PROBLEM:
Repeat every line of the data below, changing nothing.

Saved data entries
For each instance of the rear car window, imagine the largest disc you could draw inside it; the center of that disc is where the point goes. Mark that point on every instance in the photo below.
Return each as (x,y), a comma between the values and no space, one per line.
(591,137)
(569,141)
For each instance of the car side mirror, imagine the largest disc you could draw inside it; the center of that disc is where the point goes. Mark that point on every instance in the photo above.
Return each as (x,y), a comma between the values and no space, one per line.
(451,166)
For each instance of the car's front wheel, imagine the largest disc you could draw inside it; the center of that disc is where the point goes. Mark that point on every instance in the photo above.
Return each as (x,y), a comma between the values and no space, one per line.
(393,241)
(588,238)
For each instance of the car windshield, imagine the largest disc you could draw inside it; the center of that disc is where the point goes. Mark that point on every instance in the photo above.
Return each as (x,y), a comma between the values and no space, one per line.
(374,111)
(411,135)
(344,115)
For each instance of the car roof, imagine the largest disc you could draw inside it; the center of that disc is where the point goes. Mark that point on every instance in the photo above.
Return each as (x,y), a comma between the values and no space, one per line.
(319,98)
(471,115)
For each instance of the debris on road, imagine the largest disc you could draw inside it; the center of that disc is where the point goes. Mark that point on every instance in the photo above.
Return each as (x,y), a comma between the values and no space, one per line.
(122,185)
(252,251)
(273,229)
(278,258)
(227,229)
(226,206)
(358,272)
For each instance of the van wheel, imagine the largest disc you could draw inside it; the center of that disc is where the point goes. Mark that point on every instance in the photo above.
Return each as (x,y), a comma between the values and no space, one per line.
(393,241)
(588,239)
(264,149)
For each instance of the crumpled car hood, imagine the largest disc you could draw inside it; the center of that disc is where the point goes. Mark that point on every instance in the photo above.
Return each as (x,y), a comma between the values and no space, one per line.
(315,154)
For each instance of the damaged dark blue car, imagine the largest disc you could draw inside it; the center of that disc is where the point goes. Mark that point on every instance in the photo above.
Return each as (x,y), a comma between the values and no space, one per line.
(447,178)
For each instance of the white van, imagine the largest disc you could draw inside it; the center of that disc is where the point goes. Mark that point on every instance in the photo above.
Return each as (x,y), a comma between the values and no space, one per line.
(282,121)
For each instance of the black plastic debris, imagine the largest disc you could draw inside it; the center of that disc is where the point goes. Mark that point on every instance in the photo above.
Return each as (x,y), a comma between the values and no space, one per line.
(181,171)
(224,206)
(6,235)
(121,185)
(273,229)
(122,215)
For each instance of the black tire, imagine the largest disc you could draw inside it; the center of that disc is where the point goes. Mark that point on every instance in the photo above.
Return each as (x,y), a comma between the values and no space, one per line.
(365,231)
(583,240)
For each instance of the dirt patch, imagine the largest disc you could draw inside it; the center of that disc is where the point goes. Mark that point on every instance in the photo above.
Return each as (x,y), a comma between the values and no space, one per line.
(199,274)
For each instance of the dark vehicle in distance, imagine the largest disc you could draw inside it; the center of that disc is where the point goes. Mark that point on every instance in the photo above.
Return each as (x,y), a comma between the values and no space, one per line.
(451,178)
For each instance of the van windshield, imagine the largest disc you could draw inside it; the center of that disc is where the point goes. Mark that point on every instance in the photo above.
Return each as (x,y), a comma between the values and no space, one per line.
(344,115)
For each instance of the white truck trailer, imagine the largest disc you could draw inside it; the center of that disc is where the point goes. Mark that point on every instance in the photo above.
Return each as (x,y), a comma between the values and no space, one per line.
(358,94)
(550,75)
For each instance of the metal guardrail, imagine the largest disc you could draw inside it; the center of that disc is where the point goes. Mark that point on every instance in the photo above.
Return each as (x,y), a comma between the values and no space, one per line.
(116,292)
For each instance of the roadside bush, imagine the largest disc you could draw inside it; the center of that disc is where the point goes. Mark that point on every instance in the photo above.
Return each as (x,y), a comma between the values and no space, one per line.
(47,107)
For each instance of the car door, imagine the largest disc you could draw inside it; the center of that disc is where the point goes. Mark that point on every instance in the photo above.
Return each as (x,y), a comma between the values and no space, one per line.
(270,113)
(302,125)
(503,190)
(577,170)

WRITTEN SOLUTION:
For each instance of the rear car window, imagine the largest disc you could draw inside it; the center of that disc is where the point goes. Mark that point on every instance in the photo below.
Return each as (x,y), a comma between the values and no space, one per line.
(591,137)
(569,141)
For each instance of the car side mirror, imagine the largest disc you could draw inside it; the center of that disc is where the point goes. Mark that point on every instance in the photo above.
Return each as (x,y), a comma between the values and no space, one per line.
(451,166)
For each instance of the car's front wheel, imagine the largest disc you could draw inside it; the center of that disc is where the point goes. Mark that point on every instance in the photo above.
Return each as (x,y), a comma between the values and no space, one per line.
(393,241)
(588,238)
For each instance of the car windshield, imagine the largest disc you could draw inside it; the center of that disc is where the point goes. Mark that point on every instance in the photo above.
Return each as (x,y), a comma between the values and no space, one per line.
(374,111)
(411,135)
(344,115)
For each instance of the car roof, imagine the largest disc you could draw inside it; the center of that disc is where the point goes. Mark that point on every instance in the photo above.
Return each as (x,y), a comma between the values and no space, one per line.
(319,98)
(471,115)
For each instance of the debris on road, imagine the largest disc you could draw inside it; the center of that disc is where the point goes. Mark that point on every instance in the photo above.
Return each as (x,y), a comma between the values and no space, one per line.
(122,185)
(252,251)
(273,229)
(278,258)
(227,229)
(226,206)
(358,272)
For each instance of the van wheel, imagine the largest disc you could draw inside it; the center of that disc is where the point goes. Mark that point on every instance in the photo above.
Return each as (x,y), a comma between the values and no space, one per line.
(393,241)
(588,239)
(264,149)
For each instance of the crumpled car hood, imagine the largest disc you could draw inside it; the center of that disc is where the point goes. Mark that point on every instance in the photo above.
Return each as (x,y), a comma between the values and no space, one per line.
(315,154)
For each instance of the damaged dark blue car, imagine the largest disc you could draw inside it; the center of that disc is where the point goes. Mark that point on every instance in the photo above.
Return each as (x,y), a comma between the values and no space, one per line.
(447,178)
For each instance of the white van, imagine the largest disc you could draw inside it; the center of that disc is where the point goes. Mark that point on every instance in the photo above.
Return each as (x,y), a comma between the values and no space, one per line.
(282,121)
For each instance of the black plastic debris, imagine the largest disc you could draw inside it; the center of that disc is where the point goes. Mark that point on every instance in the photo above.
Return each as (x,y), a comma between the values and no space, one per line.
(181,171)
(224,206)
(6,235)
(121,185)
(273,229)
(122,215)
For each instance of the black tire, imagine the largest disc you could draw inside it; the center of that disc is where the point goes. Mark that point on every instance in the photo above.
Return each as (x,y), a comma between the values and no space, one per line.
(365,231)
(583,240)
For each instance of the dirt patch, imagine the largest disc you could draw inside it; the center of that disc is where the point goes. Mark that point on every instance in the photo above.
Return each as (x,y), a comma between the values and no space, one per line.
(199,274)
For each instance of the dark vehicle in distance, imagine the largest disc you could draw inside it; the center of that disc is where the point goes. Mark that point on every instance in the photo above.
Return each as (x,y), a comma between the values and no space, one per line.
(451,178)
For each instance of the van windshield, imagine the largest disc you could draw inside it; the center of that disc is where the point goes. Mark that point on every instance in the photo above.
Return each as (x,y), a comma between the values and no space, one per line.
(344,115)
For each instance of the white truck trailer, imagine the largest disc you could draw inside it; the center of that disc is where the point goes. Mark that point on every instance in the photo above.
Return each as (x,y), a comma between the values and no space, one per line.
(358,94)
(550,75)
For each instance of the metal guardrail, imagine the largest disc you could draw inside it; the center of that disc is where the point goes. Mark that point on every instance in the photo above.
Return each as (x,y), a comma between the values and no space, one per line.
(116,292)
For each instance of the roadside bush, imagine the largest disc you could draw inside it; the center of that disc is where the point goes. Mark that point on every instance in the photo above.
Return each as (x,y), a comma between the values and no space, one per line.
(47,107)
For each instance of the car door, imagine the largest disc you could draw inside it; the center of that disc is where the point goes. Mark that point on every instance in the photo above.
Return each as (x,y), a comma between the values and no space, one per line.
(270,113)
(302,125)
(503,190)
(577,170)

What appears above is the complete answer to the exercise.